These entries must be printed again exactly as they are.
*** THE DATA ***
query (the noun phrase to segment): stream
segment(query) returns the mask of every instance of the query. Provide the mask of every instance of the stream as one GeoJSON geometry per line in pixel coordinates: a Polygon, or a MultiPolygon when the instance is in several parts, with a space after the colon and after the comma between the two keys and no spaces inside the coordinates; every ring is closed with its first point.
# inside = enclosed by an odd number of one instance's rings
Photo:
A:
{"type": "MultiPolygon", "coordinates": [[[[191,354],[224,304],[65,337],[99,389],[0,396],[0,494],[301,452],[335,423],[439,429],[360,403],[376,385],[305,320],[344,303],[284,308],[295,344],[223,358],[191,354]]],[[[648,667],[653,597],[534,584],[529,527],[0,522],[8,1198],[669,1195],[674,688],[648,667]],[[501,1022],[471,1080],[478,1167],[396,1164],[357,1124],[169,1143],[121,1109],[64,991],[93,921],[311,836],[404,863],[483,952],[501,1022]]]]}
*** End of THE DATA ***
** ANSWER FOR THIS EXERCISE **
query (the noun phrase to segment): stream
segment(query) returns the mask of every instance of the query. Provide the mask of every instance of the stream as one GeoJSON geometry per line in pixel coordinates: a Polygon, or a MultiPolygon when the instance is in several parts, with a space after the colon and after the comma between the two keys and no spaces inside the coordinates; every ring is closed with its first point.
# inside = enclosed by an odd number of one instance's rings
Photo:
A:
{"type": "MultiPolygon", "coordinates": [[[[191,354],[224,304],[65,337],[99,389],[0,396],[0,494],[301,452],[335,423],[439,429],[360,403],[376,385],[305,320],[344,303],[284,308],[295,344],[223,358],[191,354]]],[[[648,667],[653,597],[534,584],[529,527],[0,522],[8,1198],[669,1195],[674,688],[648,667]],[[501,1022],[471,1080],[478,1167],[396,1164],[357,1124],[169,1143],[121,1109],[64,991],[93,921],[311,836],[404,863],[483,952],[501,1022]]]]}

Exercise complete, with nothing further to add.